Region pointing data
>>
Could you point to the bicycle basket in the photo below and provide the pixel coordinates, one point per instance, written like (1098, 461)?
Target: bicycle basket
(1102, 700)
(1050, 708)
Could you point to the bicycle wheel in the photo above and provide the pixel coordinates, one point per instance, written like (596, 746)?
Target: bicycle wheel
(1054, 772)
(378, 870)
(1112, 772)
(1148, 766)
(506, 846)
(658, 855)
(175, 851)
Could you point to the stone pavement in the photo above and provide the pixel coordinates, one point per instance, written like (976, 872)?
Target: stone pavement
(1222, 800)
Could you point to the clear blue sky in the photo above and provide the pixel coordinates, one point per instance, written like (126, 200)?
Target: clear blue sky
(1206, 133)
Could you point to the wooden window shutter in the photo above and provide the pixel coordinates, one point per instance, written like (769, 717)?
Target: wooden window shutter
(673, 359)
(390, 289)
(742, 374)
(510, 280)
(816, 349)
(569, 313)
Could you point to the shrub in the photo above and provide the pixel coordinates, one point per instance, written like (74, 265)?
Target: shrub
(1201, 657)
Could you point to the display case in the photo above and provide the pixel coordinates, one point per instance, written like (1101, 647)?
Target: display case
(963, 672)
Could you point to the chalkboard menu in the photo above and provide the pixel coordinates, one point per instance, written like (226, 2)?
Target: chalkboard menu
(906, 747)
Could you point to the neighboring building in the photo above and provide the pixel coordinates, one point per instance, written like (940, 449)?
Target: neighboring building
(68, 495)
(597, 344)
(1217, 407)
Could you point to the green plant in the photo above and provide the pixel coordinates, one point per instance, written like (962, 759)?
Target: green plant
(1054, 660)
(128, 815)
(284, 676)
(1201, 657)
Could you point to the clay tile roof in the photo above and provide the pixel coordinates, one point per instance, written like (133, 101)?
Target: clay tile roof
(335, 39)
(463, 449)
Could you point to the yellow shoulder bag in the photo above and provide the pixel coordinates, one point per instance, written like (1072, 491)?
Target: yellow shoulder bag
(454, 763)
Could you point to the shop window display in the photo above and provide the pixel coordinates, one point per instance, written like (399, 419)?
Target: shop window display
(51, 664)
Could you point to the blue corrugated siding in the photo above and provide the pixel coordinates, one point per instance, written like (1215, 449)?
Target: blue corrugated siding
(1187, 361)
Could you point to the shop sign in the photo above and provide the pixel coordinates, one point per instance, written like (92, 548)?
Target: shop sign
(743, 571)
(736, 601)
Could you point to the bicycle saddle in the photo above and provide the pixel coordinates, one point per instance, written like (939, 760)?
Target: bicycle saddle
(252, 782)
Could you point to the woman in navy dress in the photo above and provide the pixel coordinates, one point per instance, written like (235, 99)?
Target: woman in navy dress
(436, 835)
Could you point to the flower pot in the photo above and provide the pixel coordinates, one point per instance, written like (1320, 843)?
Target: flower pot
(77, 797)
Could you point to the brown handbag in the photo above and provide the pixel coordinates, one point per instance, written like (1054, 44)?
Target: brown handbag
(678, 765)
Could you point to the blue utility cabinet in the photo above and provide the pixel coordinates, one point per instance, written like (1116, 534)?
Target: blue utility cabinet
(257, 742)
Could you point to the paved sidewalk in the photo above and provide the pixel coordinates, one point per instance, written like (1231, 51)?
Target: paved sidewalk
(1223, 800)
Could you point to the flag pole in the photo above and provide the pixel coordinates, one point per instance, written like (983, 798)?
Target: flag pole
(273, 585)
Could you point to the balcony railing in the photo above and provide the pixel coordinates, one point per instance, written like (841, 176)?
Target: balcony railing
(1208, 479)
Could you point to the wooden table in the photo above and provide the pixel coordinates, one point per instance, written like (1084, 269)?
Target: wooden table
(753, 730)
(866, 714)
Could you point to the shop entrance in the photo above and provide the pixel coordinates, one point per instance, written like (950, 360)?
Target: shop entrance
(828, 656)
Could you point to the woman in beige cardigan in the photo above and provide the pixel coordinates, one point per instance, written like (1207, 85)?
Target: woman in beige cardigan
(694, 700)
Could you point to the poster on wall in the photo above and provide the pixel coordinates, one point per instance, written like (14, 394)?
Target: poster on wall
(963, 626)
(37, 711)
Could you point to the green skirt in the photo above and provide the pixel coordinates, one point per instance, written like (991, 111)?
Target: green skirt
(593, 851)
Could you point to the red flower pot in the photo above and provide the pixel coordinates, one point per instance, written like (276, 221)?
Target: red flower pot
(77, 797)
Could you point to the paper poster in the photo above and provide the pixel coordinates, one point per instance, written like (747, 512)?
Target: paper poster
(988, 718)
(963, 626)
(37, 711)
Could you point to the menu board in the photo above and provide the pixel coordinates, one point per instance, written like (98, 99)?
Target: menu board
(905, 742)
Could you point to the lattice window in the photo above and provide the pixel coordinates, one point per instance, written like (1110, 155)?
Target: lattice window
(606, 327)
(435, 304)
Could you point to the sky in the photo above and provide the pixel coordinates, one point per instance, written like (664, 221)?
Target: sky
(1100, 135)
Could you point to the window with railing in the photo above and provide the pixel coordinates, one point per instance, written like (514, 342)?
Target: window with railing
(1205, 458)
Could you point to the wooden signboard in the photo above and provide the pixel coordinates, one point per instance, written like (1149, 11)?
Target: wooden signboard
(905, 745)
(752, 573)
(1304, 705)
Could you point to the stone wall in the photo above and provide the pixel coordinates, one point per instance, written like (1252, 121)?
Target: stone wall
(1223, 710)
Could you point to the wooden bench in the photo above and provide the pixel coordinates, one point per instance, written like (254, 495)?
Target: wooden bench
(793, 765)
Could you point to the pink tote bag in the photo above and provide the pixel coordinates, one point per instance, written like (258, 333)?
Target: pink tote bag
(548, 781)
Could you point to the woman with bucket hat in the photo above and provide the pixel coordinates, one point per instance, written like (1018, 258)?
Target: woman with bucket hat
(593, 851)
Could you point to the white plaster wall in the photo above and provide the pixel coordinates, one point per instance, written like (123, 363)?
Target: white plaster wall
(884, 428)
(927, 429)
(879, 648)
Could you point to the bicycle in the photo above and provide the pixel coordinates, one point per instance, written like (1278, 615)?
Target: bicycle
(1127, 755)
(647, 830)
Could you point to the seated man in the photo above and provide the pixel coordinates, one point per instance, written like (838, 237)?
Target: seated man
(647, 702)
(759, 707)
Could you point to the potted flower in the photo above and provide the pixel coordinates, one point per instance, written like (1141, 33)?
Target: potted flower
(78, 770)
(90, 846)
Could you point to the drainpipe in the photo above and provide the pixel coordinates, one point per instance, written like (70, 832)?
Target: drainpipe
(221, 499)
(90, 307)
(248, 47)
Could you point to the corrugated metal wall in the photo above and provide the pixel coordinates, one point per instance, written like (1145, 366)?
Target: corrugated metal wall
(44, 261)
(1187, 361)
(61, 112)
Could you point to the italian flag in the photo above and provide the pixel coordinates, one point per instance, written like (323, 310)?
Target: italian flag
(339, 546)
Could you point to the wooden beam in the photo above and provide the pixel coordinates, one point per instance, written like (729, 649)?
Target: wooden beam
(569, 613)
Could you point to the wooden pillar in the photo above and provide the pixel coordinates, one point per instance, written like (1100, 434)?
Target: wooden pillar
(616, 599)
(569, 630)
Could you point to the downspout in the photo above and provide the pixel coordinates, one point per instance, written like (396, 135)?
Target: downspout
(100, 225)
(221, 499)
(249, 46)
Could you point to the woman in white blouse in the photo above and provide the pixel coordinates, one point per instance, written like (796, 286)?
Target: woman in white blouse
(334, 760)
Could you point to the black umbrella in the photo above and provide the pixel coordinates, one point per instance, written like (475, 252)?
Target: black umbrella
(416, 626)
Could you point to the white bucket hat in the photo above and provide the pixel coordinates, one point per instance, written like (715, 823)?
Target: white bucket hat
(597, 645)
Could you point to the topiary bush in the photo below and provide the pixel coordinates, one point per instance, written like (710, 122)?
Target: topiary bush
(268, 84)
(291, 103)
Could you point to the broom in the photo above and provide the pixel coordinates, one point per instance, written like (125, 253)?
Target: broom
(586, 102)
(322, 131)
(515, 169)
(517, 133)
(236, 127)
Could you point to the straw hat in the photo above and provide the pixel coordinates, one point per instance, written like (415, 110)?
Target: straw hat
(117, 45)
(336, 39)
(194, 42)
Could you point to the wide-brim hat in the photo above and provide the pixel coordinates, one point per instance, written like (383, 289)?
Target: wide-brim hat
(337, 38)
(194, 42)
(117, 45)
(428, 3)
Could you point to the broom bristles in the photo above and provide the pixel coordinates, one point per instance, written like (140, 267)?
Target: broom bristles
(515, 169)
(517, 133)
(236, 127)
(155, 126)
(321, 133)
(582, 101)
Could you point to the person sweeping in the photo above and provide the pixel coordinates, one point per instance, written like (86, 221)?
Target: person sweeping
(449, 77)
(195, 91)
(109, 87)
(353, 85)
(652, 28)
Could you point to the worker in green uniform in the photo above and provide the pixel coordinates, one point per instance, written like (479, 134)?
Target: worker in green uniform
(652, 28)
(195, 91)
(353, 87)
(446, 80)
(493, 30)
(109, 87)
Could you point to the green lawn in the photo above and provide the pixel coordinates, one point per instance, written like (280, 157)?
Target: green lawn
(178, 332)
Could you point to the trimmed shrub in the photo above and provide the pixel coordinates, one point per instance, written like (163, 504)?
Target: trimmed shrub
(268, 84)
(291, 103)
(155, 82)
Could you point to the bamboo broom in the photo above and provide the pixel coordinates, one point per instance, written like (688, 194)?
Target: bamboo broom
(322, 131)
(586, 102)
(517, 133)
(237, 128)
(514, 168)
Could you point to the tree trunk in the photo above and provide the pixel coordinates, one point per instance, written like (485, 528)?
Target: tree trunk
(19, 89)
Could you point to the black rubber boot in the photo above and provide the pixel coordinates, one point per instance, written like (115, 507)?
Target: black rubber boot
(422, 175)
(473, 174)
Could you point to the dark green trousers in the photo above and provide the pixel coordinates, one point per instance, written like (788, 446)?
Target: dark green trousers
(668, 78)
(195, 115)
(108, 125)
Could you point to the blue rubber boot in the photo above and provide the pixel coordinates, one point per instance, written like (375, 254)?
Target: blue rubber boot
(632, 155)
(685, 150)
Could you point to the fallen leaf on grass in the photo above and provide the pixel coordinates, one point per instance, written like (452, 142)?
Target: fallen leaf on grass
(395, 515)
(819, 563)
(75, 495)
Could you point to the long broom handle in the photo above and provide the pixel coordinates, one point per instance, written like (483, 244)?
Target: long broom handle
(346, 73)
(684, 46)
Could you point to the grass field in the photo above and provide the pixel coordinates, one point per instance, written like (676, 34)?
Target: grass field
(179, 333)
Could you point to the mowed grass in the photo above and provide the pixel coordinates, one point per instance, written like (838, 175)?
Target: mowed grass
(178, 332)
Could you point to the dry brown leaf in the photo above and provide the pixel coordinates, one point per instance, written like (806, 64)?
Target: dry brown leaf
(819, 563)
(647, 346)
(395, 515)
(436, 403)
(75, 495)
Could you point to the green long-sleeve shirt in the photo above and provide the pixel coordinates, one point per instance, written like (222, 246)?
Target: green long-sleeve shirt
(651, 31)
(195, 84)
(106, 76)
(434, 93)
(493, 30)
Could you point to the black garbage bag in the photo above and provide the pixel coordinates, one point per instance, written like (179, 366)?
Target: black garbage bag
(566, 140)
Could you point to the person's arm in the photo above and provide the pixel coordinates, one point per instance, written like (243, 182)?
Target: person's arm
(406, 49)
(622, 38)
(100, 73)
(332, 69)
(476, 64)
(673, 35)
<<
• [TASK DETAILS]
Take the stretch of lines above from the one containing "Could you point to the bicycle wheel" through the one containing "Could you point to the green plant" and repeat it exactly, adding no other line.

• [OUTPUT FOR THIS TASK]
Could you point to the bicycle wheel in the photo above and provide the pixel coordinates, one point per instance, written like (596, 746)?
Target: bicycle wheel
(1054, 772)
(378, 870)
(1112, 772)
(1148, 766)
(506, 846)
(658, 855)
(175, 851)
Could you point to the stone pavement in the photo above and provide the pixel coordinates, one point per instance, written like (976, 872)?
Target: stone pavement
(1222, 800)
Could you point to the clear blue sky in the photo above and provide the pixel coordinates, one point per instance, written like (126, 200)?
Target: clear blue sky
(1206, 133)
Could you point to the wooden window shutter in the photo above and provide the pixel coordinates, one point per instance, written like (769, 717)?
Target: wooden window shutter
(673, 359)
(390, 289)
(742, 374)
(510, 280)
(816, 349)
(569, 313)
Could you point to the shrub in the photo above and provide the pixel coordinates, one point per instance, written like (74, 265)?
Target: shrub
(1201, 657)
Could you point to the display case in the photo above and provide the pixel coordinates, one point per instance, written like (1101, 647)?
Target: display case
(963, 672)
Could you point to the chalkboard menu in the photo above and provide the pixel coordinates, one point per instance, written like (226, 2)?
Target: chalkboard menu
(906, 747)
Could you point to the neighboring building in the photo above and provide the pixel coordinates, one point per instance, written like (940, 449)?
Target: neighboring building
(68, 495)
(597, 344)
(1217, 407)
Could you point to the green plant in the photo above and provide the pixel coordinates, one point per instance, written like (962, 759)?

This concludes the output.